[Stored dataset items]
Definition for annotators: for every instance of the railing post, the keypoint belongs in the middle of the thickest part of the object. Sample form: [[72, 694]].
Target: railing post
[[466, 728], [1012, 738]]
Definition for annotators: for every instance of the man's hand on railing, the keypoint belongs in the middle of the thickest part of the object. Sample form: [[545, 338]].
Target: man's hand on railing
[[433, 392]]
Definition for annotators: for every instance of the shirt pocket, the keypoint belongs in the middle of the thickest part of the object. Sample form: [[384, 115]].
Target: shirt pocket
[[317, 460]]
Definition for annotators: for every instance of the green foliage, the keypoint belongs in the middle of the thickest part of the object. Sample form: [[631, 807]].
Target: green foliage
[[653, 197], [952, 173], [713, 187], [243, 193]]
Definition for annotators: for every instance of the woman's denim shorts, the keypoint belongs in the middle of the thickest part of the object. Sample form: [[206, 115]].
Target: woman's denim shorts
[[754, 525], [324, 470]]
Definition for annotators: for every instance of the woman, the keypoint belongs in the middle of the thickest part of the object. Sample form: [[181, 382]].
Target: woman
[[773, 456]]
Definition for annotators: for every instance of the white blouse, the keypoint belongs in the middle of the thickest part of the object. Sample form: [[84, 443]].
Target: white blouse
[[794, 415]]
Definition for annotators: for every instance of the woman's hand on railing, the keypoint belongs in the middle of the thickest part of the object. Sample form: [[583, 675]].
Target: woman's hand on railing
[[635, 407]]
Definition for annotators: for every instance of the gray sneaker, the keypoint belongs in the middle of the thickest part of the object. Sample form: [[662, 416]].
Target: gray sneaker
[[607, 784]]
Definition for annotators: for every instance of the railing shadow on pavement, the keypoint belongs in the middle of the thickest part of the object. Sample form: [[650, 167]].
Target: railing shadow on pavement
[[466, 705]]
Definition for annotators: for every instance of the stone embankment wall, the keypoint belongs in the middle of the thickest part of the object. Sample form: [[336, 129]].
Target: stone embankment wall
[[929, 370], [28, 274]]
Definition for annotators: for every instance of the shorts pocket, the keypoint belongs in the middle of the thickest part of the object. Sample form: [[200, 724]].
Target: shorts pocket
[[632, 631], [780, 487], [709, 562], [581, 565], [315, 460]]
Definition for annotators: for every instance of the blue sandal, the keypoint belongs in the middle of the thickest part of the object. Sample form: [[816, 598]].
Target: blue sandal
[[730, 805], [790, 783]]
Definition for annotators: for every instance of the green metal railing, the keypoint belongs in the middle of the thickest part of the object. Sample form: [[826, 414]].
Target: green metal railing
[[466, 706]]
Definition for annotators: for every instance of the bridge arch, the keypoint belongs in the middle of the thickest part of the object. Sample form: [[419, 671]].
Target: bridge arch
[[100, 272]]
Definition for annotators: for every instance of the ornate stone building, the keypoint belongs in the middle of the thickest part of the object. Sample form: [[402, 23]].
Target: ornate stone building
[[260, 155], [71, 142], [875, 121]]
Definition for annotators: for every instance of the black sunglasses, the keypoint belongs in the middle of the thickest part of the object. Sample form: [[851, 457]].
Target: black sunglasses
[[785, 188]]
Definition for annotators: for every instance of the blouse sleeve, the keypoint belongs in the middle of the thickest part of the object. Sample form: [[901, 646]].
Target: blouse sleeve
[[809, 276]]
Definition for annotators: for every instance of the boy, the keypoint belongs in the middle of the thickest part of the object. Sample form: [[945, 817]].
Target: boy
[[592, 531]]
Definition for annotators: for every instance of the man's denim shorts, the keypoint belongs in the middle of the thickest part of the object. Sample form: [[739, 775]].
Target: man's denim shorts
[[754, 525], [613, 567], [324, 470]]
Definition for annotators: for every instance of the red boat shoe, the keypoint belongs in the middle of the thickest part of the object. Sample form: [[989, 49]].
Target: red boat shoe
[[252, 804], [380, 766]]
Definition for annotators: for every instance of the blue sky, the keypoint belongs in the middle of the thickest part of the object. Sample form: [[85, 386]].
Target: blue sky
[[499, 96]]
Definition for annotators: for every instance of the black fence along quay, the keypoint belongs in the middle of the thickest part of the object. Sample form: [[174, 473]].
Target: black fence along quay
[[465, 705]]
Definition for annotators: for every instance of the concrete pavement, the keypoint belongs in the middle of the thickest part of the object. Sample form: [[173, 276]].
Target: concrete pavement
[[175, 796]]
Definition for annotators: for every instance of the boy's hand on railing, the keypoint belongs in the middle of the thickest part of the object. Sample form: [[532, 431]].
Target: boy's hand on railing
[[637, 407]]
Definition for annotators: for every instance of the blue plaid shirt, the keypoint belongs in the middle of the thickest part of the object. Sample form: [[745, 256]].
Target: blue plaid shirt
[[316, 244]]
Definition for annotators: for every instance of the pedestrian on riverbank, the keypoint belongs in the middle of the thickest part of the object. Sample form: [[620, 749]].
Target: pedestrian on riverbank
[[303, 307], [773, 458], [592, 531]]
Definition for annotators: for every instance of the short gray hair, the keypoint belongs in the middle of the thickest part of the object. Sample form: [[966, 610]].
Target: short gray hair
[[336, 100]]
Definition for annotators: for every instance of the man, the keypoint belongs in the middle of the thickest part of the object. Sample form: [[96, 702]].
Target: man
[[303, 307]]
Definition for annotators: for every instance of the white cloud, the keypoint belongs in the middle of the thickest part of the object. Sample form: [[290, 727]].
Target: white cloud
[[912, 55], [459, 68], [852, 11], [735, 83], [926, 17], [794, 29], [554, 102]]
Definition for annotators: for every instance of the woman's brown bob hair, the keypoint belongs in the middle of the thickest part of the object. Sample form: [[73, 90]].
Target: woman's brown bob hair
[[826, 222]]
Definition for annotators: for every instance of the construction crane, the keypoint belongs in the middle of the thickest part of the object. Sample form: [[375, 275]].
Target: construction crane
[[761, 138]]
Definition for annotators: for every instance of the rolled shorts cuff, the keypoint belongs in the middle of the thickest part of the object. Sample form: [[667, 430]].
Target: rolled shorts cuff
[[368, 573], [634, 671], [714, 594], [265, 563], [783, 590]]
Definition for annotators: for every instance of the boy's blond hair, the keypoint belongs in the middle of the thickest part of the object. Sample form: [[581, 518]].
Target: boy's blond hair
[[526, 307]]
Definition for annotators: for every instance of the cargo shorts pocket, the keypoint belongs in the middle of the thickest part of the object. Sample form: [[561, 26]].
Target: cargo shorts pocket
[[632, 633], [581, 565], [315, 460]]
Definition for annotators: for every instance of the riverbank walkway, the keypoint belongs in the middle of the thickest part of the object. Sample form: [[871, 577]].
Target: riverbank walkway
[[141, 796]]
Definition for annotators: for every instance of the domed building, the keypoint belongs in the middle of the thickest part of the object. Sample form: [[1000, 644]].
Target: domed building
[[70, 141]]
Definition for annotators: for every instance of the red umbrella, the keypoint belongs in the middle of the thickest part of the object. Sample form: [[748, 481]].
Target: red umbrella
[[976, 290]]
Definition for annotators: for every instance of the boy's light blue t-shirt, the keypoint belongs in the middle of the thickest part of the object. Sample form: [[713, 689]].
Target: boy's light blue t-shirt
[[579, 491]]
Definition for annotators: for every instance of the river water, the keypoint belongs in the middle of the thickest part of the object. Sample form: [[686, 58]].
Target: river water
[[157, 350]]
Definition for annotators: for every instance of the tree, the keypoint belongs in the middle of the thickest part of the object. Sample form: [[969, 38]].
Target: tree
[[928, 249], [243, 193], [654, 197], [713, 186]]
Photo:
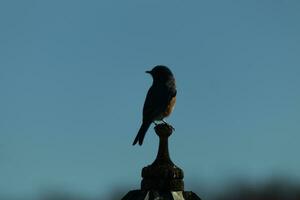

*WORK TO BE COMPLETED:* With the pictures set aside, copy each line above as written.

*THE ANSWER:*
Definition for annotators: for every instance of the railing post, the keypoint belongs in the middle of the thickest part of the object. Sample form: [[72, 694]].
Target: railing post
[[466, 728], [1012, 738]]
Definition for annotators: for every instance of the man's hand on railing, the keypoint belongs in the middle of the thickest part of the object. Sample form: [[545, 338]].
Target: man's hand on railing
[[433, 392]]
Definition for annotators: for every instance of the shirt pocket, the keypoint belongs in the middle of the thickest part of the object. Sample form: [[384, 115]].
Target: shirt pocket
[[317, 460]]
Definition for annotators: for every instance of the green foliage, the keypoint belongs in the middle of the thickest part of the object. Sample form: [[631, 807]].
Target: green foliage
[[653, 197], [952, 173], [713, 187], [243, 193]]
Definition for annotators: for every instance of the woman's denim shorts, the keypoint belongs in the middle of the thickest part of the object. Sample form: [[206, 115]].
Target: woman's denim shorts
[[754, 525], [324, 470]]
Definition for annotators: for every instance of the woman, the keypoint belongs in the middle of the thickest part of the object. Sample form: [[181, 382]].
Target: woman
[[773, 456]]
Definition for annotators: for every instance of the white blouse, the keypoint belongs in the middle of the thickest part of the object. Sample form: [[84, 443]].
Target: white blouse
[[794, 415]]
Definition for annotators: for every instance of the woman's hand on railing, the keypoint belongs in the middle of the thickest part of the object. Sample form: [[583, 675]].
Target: woman's hand on railing
[[635, 407]]
Definition for annotators: for every instance of the gray sneaker, the keypoint belongs in the middle of the thickest part of the object. Sample form: [[662, 416]].
Target: gray sneaker
[[607, 784]]
Definition for annotators: for every instance of the railing shadow on pavement, the keypoint belongs in the middle of the thickest part of the object. Sample form: [[650, 167]].
Target: railing shadow on pavement
[[466, 705]]
Definition for annotators: for every instance of the stone embankment wall, the keypoint belongs in the middle of the thickest part of the object. Sample form: [[336, 129]].
Target: stone embankment wall
[[929, 370], [28, 274]]
Definition for annotators: for every instance of the shorts pocket, the keypoint belongs in the middle of the thickest part of the object. Sample form: [[200, 724]].
Target: shorts pocket
[[632, 631], [780, 487], [709, 562], [581, 565], [315, 460]]
Definition for annotators: for every instance of the blue sandal, the keypoint belongs in the middle of the thickest part of the object. Sample form: [[816, 598]].
Target: blue sandal
[[730, 805], [790, 783]]
Definition for annotators: for every instance of the green metal railing, the keypoint belongs in the middle of the thickest part of the object. Sample form: [[826, 414]].
Target: green metal railing
[[466, 706]]
Definition for annotators: for every instance of the bridge arch, the keypoint belongs in the middle of the thickest part of the object. Sample form: [[419, 671]].
Target: bridge arch
[[100, 272]]
Definition for annotators: for every instance of the ornate stone building, the keypoint belongs in the middle of the thickest part of the object. Sample form: [[402, 23]].
Target: ornate stone building
[[260, 155], [71, 142], [875, 121]]
Definition for annotators: for every instance of the black sunglasses, the keypoint belongs in the middle of the thickest part of the object. Sample form: [[851, 457]].
Target: black sunglasses
[[785, 188]]
Definition for annotators: for every instance of the blouse sleeve, the keypoint belongs in the middle of the thickest part of the object. Sample form: [[901, 646]].
Target: blouse sleeve
[[809, 276]]
Definition for annotators: for every instance of the boy, the keypoint belongs in the middle of the thickest part of the object. Sample form: [[945, 817]].
Target: boy
[[592, 531]]
Definition for annotators: for every instance of the man's denim shorts, the keypoint belongs in the middle of the thickest part of the object. Sample form: [[739, 775]].
Target: man's denim shorts
[[754, 525], [613, 567], [324, 470]]
Definition for annotators: for every instance of the red boat shoe, the keypoint belongs in the middle of the thickest part of the object. Sample form: [[989, 49]].
Target: red boat shoe
[[252, 804], [380, 766]]
Definition for annotators: for every instance of the blue sky, the keypoint belongs in the middle of the thickest part of the object. Sample form: [[85, 386]].
Target: blue sky
[[499, 96]]
Definition for annotators: for every instance of the black fence along quay, the keypoint belongs in the middle of the thickest part of the object. Sample form: [[174, 473]].
Target: black fence along quay
[[465, 705]]
Definition for annotators: for every instance of the concrete pavement, the keypoint belongs in the middle of the thickest part of the object. Sample form: [[173, 276]].
Target: concrete pavement
[[175, 796]]
Definition for annotators: for every instance of the boy's hand on railing, the keypoint belongs in the middle of the thickest part of the object. Sample form: [[532, 431]].
Target: boy's hand on railing
[[637, 407]]
Definition for annotators: for every instance of the blue plaid shirt, the keypoint belongs in the middle of the thickest part of the object. Sample form: [[745, 256]].
Target: blue plaid shirt
[[316, 244]]
Definition for annotators: for every instance of the pedestrian on riverbank, the keypoint belongs in the middle of the thickest part of the object. Sample form: [[620, 749]].
Target: pedestrian on riverbank
[[303, 307], [773, 458], [592, 531]]
Definition for annotators: for every instance of the short gray hair, the keypoint belongs in the middle of the thickest part of the object. Sample form: [[966, 610]].
Target: short gray hair
[[336, 100]]
Definition for annotators: for every instance of the man, the keypoint belongs in the middle of the thickest part of the object. Sample form: [[96, 702]].
Target: man
[[303, 307]]
Definition for annotators: for every instance of the white cloud, the keypoint belongs in the middle of the thickest part of the object. Sample form: [[290, 727]].
Target: white cloud
[[912, 55], [459, 68], [852, 11], [735, 83], [926, 17], [794, 29], [554, 102]]
Definition for annotators: for every instance of the woman's brown bob hair, the keypoint belongs in the middle of the thickest part of the object. Sample form: [[73, 90]].
Target: woman's brown bob hair
[[826, 222]]
Definition for annotators: for every instance of the construction crane, the keypoint belongs in the middle of the thickest part of the object. Sample form: [[375, 275]].
Target: construction crane
[[761, 138]]
Definition for annotators: for every instance of the rolled shorts cuff, the keypoint belongs in the middle of the thickest part of the object. Sample form: [[667, 430]].
Target: rolled shorts cuff
[[368, 573], [634, 671], [714, 594], [265, 563], [783, 590]]
Definition for annotators: for every instance of the boy's blond hair, the keypoint belongs in the middle of the thickest part of the object. Sample form: [[581, 518]].
Target: boy's blond hair
[[526, 307]]
Definition for annotators: for every instance of the cargo shorts pocket, the keypoint belongs in the middle of the thickest part of the object. Sample form: [[561, 26]].
Target: cargo shorts pocket
[[632, 633], [581, 565], [315, 460]]
Definition for annotators: for every instance of the riverbank walkway, the keypoint belongs in the middle of the thickest part of the object. Sample form: [[871, 577]].
Target: riverbank walkway
[[141, 796]]
Definition for annotators: for every instance of the domed building, the keypoint belongs in the middle of the thickest part of the object. Sample form: [[1000, 644]].
Target: domed building
[[70, 141]]
Definition for annotators: for every instance of the red umbrella, the keypoint belongs in the middle of the thickest part of the object. Sample form: [[748, 481]].
Target: red umbrella
[[976, 290]]
Definition for annotators: for every instance of the boy's light blue t-shirt, the keypoint belongs in the middle of the thickest part of the object. Sample form: [[713, 689]].
Target: boy's light blue t-shirt
[[579, 491]]
Definition for annotators: for every instance of the river water, the keypoint belongs in the middle of the thickest part of the object. Sample form: [[686, 58]].
Target: river water
[[157, 350]]
Definition for annotators: for every instance of the tree, the keypoint belongs in the middle of the thickest part of the object. Sample form: [[969, 38]].
Target: tree
[[928, 249], [243, 193], [654, 197], [713, 186]]
Photo:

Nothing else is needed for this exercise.